▶ **DIRECTION**:
Count the rows below that contain the word "animal". Reply with that number alone.

--- Begin ---

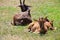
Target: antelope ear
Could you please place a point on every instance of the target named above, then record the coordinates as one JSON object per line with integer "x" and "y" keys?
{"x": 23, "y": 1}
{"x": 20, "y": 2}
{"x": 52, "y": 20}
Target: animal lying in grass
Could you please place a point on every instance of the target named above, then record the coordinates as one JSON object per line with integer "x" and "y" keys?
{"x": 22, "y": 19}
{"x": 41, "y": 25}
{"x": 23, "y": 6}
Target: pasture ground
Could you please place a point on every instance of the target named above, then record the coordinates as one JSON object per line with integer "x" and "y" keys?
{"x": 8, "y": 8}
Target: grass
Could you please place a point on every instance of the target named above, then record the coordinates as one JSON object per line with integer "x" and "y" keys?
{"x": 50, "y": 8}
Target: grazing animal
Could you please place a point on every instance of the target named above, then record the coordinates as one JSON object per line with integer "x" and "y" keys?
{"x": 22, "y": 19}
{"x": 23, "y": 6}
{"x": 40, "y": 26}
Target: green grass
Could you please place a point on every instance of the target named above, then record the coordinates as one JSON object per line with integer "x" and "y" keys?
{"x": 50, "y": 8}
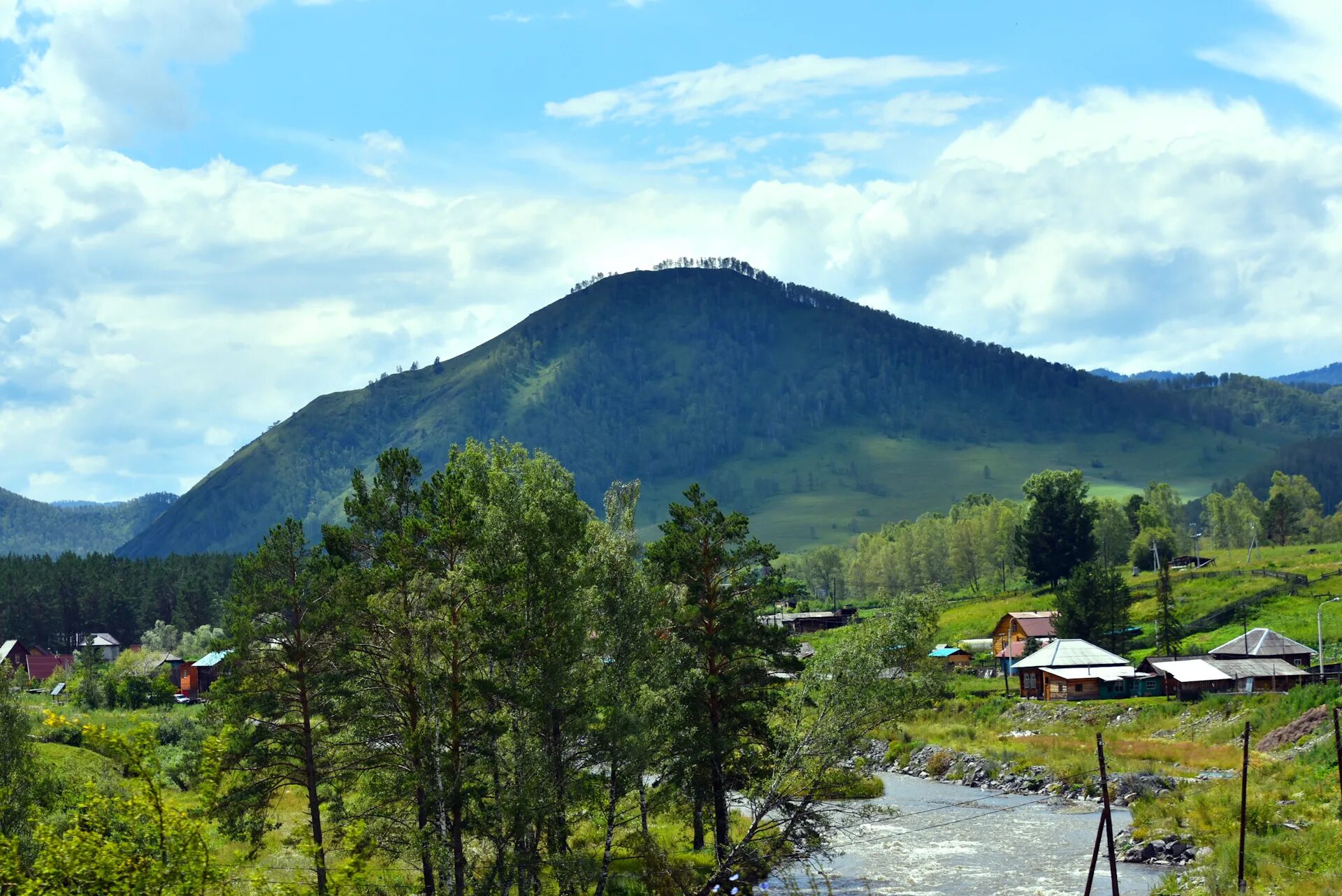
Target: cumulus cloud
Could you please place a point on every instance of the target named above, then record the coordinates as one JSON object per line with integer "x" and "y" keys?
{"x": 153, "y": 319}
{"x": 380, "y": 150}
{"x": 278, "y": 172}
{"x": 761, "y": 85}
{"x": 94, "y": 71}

--- End ---
--- Begin ---

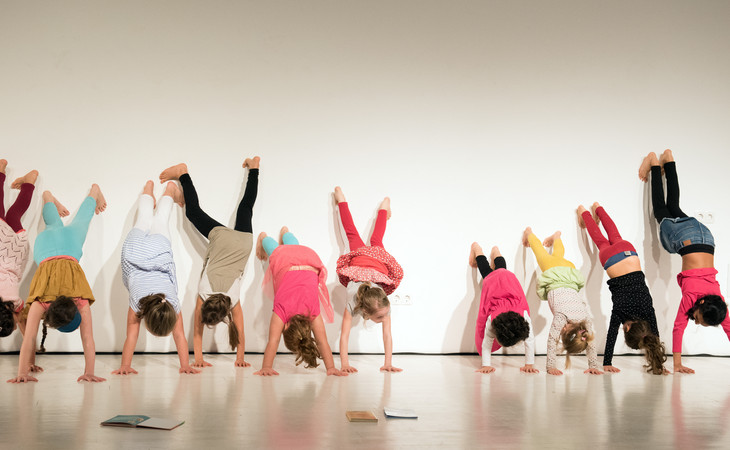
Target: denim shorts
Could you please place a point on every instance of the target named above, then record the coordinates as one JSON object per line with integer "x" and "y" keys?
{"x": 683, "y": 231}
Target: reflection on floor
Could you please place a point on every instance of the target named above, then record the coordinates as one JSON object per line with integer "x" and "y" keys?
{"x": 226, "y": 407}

--- End ---

▶ **ANSWER TO THE TASK**:
2